France, Tunisie : Quand le drame nous rappelle à notre destin commun

par Radhi MEDDEB, Président d'Action et Développement Solidaire, Président de l'Institut de Prospective Économique du Monde Méditerranéen (Ipemed, Paris)
Radhi Meddeb

Le terrorisme a frappé lourdement en France. Il a frappé à répétition. L'horreur mise à nu. Ces images d'êtres désarmés, attaqués par des brutes lourdement armées, déchiquetés dans leur corps mais bien plus, dans ce qu'ils ont de plus précieux et de plus humain, leur capacité à réfléchir, penser, écrire et prendre de la distance avec la réalité avec malice, sont tout simplement insupportables. La Tunisie n'aura pas vécu pas ce drame par procuration. Deux de ses enfants, deux français d'origine tunisienne, l'un musulman et l'autre juif, ont été lâchement assassinés dans ces derniers événements.

Enregistrements fournis:
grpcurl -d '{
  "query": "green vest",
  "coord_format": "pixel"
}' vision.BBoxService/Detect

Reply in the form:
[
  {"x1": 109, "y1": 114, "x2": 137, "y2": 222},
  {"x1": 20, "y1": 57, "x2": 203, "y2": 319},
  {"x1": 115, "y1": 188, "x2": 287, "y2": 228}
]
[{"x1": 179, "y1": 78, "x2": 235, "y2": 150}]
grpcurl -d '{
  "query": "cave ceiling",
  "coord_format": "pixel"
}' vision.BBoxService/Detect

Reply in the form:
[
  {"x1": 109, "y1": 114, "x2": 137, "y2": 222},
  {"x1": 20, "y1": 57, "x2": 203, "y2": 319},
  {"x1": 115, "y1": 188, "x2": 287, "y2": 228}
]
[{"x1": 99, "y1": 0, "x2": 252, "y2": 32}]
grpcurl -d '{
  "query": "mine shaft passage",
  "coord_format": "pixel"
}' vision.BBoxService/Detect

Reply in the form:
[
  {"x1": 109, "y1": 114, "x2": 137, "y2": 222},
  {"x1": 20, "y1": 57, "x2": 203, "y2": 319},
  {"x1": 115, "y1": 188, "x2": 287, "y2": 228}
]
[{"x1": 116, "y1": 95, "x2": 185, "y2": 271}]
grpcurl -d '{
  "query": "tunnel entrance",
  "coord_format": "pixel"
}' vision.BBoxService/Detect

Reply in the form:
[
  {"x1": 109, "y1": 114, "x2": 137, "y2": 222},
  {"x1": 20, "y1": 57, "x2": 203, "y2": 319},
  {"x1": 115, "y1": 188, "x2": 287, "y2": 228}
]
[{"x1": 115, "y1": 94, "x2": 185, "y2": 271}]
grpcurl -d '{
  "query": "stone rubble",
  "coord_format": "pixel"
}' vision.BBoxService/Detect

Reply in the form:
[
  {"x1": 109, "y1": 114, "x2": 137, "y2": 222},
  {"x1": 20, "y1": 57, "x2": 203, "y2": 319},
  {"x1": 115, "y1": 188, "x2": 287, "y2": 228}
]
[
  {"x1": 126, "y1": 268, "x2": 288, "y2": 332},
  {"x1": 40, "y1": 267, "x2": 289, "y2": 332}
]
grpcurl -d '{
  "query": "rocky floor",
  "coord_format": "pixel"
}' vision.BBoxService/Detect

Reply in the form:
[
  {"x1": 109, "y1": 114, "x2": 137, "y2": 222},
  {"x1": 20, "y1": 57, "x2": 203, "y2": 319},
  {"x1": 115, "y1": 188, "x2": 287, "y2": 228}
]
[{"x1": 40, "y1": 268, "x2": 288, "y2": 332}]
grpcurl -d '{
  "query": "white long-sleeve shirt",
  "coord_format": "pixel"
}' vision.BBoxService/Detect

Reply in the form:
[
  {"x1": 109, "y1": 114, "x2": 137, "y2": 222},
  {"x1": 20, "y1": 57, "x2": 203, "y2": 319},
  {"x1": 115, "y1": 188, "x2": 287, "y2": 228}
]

Consigne:
Selon le texte sur la France et la Tunisie face au terrorisme, de quelles religions étaient les deux Français d'origine tunisienne assassinés ? Les enregistrements n'interviennent en rien ici.

La solution:
L'un était musulman et l'autre juif.